Exercise> From the data that follows, copy every line with the string "behind".

Stored data entries:
━━━━━━━━━━━━━━━━
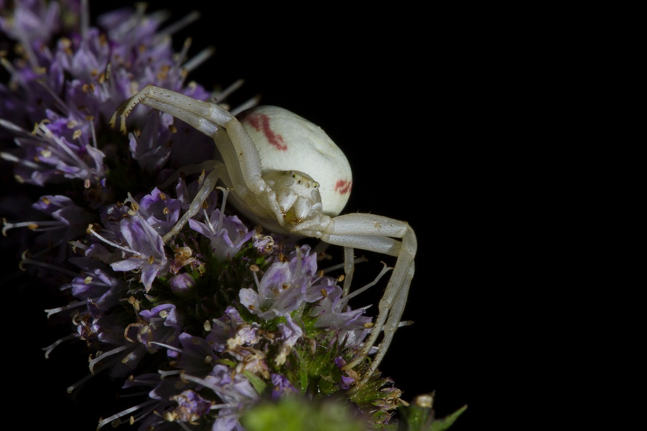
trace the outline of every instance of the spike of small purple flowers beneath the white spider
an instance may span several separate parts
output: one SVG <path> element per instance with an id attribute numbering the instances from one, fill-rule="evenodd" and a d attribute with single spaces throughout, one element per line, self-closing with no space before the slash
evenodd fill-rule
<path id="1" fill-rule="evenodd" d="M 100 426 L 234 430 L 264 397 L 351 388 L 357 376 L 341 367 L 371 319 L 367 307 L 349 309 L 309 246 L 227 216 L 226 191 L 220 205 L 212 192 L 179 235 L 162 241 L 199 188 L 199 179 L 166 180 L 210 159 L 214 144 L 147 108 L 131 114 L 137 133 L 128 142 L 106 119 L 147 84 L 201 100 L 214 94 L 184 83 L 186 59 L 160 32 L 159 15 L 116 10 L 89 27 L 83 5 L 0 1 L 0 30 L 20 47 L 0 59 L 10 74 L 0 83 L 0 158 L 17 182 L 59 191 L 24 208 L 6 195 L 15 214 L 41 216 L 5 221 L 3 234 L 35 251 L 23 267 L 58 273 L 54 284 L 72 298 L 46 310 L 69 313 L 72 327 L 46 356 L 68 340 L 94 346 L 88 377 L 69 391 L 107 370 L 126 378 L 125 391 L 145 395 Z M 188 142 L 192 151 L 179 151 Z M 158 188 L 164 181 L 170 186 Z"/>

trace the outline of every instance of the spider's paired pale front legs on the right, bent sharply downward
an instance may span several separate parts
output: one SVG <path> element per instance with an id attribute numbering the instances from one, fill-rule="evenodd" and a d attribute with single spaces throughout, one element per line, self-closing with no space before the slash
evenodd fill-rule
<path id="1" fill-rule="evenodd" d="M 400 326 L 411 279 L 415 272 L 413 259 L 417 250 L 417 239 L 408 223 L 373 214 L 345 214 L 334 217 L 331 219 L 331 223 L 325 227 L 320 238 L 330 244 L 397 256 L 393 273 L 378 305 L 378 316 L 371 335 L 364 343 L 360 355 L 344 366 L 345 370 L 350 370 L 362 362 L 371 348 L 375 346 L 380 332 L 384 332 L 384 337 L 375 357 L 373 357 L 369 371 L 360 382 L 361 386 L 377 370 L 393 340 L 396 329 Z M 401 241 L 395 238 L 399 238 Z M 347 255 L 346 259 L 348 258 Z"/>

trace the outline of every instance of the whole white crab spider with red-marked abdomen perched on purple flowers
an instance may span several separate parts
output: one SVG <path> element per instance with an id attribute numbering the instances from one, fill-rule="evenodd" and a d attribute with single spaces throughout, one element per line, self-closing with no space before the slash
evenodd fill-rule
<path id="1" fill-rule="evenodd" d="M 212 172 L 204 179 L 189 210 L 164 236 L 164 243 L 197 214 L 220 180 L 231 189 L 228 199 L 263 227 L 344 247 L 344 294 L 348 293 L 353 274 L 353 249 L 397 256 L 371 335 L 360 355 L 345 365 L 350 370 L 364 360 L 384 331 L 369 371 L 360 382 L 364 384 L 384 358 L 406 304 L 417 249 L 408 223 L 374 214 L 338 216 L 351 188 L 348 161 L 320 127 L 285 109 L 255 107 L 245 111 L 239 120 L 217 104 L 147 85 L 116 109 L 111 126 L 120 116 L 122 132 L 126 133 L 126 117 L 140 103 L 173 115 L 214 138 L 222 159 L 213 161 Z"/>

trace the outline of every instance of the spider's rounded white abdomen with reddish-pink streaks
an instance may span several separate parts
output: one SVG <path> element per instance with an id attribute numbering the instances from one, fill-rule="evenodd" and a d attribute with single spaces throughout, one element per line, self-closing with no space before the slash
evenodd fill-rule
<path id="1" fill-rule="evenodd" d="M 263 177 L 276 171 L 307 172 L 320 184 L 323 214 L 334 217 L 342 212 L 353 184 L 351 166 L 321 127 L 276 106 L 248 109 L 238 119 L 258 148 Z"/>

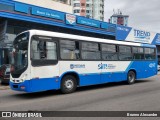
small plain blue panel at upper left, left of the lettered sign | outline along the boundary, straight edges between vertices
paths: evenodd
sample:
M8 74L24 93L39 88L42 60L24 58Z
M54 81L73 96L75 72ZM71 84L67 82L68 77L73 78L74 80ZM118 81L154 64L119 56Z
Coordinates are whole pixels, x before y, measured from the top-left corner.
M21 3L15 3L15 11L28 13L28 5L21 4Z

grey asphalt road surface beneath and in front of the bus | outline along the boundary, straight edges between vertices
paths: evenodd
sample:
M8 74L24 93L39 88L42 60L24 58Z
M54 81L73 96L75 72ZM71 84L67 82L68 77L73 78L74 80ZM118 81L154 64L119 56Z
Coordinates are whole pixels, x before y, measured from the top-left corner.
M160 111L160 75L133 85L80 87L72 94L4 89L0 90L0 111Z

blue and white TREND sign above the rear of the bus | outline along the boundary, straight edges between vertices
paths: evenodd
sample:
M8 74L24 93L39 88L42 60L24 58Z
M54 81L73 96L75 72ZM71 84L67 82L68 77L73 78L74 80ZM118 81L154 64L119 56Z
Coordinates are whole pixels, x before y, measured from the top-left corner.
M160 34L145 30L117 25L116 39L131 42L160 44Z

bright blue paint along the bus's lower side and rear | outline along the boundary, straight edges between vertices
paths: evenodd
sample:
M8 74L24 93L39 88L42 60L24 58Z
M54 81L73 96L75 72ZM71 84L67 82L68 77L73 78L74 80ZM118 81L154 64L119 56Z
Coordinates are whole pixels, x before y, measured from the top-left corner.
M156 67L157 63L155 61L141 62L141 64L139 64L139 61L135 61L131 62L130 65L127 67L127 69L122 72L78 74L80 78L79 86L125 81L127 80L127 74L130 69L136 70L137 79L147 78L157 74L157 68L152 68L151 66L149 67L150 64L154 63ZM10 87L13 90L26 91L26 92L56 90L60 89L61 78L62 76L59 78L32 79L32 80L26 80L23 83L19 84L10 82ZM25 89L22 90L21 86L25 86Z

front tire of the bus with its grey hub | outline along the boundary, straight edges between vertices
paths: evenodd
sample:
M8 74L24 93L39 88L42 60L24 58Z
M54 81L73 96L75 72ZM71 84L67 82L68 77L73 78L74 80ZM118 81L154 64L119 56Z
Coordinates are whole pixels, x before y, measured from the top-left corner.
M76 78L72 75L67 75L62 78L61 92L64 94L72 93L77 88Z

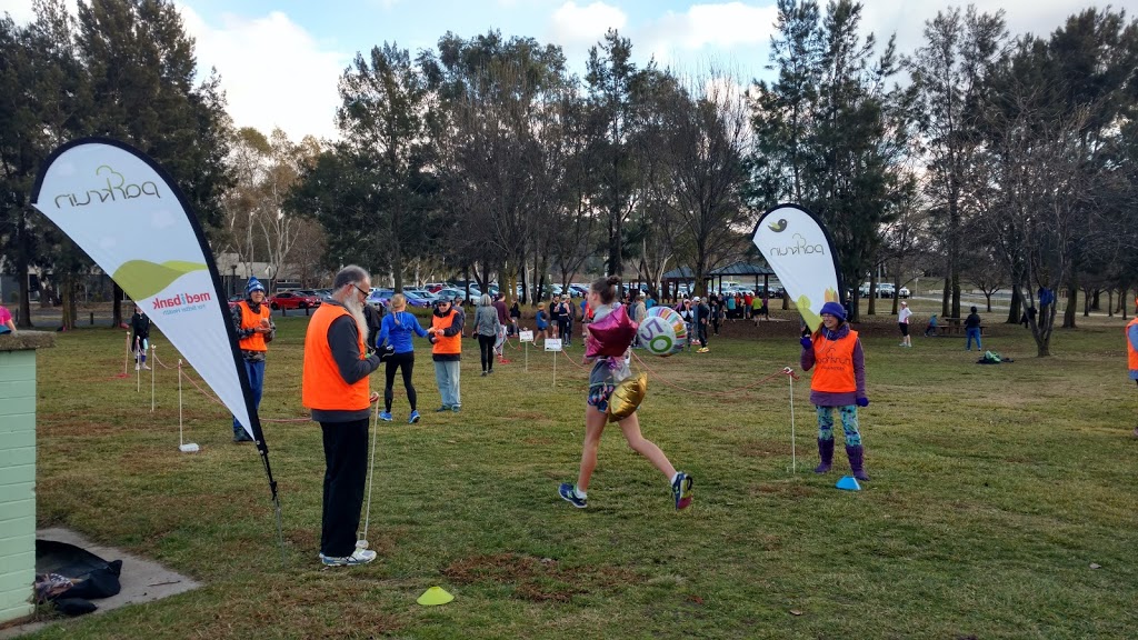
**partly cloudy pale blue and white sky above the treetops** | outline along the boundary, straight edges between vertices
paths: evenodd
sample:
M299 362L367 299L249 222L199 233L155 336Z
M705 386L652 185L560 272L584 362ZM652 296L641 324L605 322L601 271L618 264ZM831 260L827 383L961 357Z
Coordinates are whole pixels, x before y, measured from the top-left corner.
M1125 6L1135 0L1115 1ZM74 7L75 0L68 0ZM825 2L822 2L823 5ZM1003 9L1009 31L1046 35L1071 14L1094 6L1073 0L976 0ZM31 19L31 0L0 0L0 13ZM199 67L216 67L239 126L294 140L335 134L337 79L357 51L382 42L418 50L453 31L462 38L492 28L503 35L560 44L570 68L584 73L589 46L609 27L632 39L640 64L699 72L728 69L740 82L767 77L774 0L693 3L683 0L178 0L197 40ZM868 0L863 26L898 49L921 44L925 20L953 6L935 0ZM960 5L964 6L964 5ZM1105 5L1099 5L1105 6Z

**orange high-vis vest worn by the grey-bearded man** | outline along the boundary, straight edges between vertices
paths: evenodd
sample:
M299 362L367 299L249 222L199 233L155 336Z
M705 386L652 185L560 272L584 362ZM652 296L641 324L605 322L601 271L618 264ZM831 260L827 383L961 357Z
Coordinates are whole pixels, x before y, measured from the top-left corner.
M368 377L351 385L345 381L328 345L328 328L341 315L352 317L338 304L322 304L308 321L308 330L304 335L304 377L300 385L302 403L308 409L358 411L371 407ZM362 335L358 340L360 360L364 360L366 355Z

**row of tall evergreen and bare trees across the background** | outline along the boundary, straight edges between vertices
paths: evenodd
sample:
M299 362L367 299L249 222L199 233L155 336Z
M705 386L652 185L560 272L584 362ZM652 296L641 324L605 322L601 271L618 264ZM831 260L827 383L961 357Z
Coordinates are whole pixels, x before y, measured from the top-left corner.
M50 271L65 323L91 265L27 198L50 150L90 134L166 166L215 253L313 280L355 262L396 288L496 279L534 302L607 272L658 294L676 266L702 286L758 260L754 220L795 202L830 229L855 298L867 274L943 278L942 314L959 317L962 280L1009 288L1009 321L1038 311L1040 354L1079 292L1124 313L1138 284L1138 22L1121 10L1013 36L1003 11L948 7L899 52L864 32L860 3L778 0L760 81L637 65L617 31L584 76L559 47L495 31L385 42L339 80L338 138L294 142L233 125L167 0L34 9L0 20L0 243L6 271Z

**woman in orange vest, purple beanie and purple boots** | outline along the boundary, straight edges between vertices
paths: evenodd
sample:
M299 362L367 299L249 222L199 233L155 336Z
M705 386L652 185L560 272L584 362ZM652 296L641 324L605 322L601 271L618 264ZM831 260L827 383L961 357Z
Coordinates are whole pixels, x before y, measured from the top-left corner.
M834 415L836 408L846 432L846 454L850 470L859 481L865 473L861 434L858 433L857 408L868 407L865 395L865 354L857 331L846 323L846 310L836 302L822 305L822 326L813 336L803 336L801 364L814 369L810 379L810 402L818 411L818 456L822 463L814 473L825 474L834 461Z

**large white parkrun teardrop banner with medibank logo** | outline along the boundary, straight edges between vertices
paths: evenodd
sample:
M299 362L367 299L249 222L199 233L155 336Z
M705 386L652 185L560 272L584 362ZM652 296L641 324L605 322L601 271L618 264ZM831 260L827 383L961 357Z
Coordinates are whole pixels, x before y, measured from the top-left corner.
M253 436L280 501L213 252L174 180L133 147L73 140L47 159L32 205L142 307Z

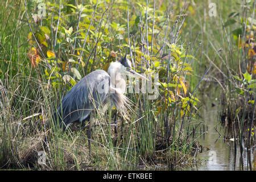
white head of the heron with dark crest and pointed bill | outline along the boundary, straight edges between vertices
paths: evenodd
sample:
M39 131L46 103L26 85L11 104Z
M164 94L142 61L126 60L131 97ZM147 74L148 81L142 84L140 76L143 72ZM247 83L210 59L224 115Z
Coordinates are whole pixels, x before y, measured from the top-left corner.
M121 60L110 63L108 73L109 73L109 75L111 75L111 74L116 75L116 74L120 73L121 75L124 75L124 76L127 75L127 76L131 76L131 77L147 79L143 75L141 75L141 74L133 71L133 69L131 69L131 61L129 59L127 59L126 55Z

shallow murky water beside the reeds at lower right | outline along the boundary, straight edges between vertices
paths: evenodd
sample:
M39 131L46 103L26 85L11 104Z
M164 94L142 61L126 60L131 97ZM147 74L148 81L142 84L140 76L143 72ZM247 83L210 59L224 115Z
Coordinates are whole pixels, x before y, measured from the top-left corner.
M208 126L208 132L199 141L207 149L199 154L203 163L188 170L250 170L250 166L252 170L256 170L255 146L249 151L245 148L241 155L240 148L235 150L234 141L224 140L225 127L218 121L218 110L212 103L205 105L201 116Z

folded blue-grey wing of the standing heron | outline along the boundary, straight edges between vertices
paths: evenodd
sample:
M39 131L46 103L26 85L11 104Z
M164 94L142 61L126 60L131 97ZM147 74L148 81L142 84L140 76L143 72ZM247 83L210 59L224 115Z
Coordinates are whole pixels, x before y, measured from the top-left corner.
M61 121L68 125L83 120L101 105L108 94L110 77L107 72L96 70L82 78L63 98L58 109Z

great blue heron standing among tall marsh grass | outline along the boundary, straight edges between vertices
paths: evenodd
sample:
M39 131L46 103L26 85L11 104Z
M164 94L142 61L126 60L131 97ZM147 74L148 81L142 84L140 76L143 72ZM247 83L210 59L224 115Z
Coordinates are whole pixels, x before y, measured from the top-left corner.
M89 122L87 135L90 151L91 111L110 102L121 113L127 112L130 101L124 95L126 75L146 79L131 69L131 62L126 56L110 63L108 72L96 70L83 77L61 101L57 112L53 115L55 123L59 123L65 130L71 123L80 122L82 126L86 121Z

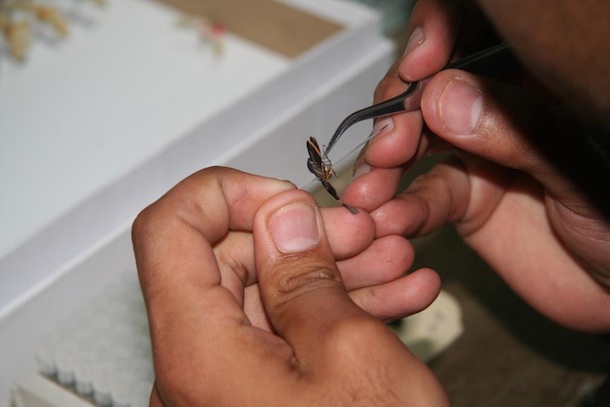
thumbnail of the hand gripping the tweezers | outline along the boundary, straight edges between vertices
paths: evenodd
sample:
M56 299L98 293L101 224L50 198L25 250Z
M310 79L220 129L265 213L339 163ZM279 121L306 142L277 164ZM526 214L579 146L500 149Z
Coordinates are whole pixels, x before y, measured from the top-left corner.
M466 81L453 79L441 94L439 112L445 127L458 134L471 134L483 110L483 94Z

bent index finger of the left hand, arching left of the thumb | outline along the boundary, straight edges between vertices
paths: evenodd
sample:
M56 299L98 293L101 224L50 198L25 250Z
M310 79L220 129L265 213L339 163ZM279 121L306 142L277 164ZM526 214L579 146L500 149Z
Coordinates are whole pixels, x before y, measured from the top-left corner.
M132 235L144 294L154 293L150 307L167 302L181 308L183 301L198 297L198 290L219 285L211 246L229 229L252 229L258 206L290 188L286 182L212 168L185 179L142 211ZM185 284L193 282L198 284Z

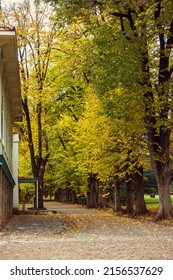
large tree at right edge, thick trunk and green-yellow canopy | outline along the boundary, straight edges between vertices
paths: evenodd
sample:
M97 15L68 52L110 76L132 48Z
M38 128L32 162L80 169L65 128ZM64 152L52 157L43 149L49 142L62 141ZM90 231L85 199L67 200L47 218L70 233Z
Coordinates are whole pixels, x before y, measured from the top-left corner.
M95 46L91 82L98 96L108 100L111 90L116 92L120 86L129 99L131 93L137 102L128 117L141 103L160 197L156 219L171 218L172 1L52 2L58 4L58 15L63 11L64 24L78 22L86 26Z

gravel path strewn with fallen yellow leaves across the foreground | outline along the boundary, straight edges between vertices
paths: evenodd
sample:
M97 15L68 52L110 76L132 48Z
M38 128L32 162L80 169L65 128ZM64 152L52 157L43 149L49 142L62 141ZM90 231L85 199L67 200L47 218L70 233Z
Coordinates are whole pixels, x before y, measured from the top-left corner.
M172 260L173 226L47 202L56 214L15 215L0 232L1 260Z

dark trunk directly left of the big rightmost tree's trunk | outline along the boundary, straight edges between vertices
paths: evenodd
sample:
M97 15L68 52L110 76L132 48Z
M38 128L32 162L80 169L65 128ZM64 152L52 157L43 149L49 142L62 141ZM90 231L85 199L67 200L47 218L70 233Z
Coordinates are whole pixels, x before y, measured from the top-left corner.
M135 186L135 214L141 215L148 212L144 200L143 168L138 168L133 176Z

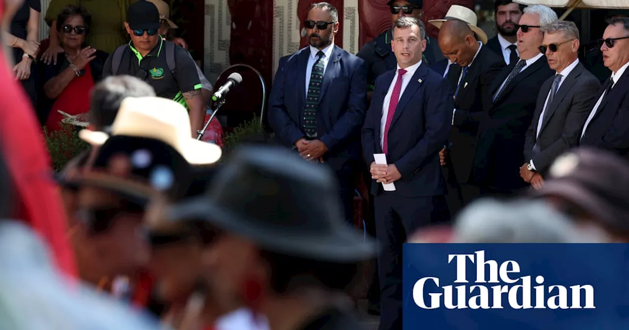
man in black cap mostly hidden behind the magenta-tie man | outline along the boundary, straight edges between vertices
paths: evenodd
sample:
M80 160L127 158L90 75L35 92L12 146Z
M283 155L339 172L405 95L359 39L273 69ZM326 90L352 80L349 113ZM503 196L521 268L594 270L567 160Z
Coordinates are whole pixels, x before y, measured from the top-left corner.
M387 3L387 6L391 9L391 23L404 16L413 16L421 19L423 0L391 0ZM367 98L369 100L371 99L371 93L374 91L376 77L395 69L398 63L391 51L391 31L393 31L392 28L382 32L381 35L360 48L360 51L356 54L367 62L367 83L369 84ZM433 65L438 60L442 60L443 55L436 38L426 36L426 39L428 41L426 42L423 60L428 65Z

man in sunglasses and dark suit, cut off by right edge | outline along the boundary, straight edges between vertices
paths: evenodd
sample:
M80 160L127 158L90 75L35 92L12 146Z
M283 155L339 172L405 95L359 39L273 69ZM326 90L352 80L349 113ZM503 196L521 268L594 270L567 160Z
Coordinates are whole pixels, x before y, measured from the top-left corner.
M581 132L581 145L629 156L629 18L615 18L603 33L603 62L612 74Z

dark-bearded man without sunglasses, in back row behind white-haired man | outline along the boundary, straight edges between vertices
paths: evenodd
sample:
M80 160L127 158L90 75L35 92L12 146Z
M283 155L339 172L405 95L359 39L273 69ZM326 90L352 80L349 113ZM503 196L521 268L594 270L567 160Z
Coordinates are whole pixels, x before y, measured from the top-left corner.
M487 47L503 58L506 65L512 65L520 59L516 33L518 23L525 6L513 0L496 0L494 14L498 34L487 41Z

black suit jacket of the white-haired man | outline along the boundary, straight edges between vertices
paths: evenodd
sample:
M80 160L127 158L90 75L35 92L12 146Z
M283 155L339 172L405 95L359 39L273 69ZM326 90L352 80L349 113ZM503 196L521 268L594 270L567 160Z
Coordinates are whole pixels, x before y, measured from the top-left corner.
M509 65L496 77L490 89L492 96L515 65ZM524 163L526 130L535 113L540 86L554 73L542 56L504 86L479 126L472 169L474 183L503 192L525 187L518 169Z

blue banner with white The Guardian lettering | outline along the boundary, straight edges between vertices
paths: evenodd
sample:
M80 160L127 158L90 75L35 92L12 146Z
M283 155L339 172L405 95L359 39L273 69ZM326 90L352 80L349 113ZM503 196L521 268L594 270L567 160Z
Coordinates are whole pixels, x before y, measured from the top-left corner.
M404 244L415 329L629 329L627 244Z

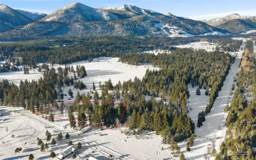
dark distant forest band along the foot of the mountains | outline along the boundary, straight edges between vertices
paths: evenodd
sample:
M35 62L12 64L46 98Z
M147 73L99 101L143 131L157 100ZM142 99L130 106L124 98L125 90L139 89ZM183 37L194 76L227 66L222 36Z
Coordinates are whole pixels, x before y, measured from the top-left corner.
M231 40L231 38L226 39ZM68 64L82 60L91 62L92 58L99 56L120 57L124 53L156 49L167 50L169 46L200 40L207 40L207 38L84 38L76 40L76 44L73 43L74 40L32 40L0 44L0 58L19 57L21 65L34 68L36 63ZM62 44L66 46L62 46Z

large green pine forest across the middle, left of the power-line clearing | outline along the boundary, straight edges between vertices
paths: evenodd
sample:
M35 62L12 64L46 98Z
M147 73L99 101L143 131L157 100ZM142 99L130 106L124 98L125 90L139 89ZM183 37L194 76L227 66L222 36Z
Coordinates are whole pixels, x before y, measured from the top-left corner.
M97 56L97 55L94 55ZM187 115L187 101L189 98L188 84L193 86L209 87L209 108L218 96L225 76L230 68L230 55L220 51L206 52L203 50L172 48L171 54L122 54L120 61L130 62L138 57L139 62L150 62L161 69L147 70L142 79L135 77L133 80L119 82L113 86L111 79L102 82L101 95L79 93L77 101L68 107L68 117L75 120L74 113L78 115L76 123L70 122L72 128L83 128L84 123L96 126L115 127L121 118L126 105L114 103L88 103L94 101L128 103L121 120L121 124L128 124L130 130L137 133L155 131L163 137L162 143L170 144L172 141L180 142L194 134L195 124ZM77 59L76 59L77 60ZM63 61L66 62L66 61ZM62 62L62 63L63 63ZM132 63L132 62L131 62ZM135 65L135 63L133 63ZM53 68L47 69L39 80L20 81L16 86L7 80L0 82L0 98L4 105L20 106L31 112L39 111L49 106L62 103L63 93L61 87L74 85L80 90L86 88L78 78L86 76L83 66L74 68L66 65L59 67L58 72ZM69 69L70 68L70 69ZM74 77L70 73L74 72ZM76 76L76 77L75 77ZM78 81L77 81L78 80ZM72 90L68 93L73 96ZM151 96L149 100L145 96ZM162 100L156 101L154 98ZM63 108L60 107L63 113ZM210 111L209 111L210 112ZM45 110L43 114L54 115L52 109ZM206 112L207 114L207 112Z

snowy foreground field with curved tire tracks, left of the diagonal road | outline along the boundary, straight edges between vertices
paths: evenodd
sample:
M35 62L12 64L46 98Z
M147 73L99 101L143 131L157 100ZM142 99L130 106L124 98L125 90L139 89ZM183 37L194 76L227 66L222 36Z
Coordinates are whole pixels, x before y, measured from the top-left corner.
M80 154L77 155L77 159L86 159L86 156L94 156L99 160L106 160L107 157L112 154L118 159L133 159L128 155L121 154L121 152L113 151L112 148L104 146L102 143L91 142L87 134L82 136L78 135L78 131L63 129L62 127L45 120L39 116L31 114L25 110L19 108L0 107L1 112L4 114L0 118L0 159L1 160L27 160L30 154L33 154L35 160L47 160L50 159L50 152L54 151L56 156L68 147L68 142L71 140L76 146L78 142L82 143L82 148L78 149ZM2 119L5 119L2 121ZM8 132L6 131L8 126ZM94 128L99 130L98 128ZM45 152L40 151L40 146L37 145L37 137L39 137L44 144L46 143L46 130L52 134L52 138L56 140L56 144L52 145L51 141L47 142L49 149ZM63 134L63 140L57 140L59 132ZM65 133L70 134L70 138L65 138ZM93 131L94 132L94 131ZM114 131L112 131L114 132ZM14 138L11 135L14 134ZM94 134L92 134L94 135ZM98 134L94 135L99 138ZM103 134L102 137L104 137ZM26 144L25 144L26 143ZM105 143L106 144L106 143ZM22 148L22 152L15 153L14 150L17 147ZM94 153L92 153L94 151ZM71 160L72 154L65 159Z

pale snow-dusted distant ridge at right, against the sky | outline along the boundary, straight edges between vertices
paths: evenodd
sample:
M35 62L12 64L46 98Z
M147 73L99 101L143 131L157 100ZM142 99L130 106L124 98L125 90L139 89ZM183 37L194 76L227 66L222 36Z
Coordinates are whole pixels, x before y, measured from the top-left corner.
━━━━━━━━━━━━━━━━
Task output>
man in black cap mostly hidden behind the magenta-tie man | outline along the boundary, straight edges between vertices
dark-bearded man without sunglasses, in back row behind white-haired man | outline along the boundary, straight edges between vertices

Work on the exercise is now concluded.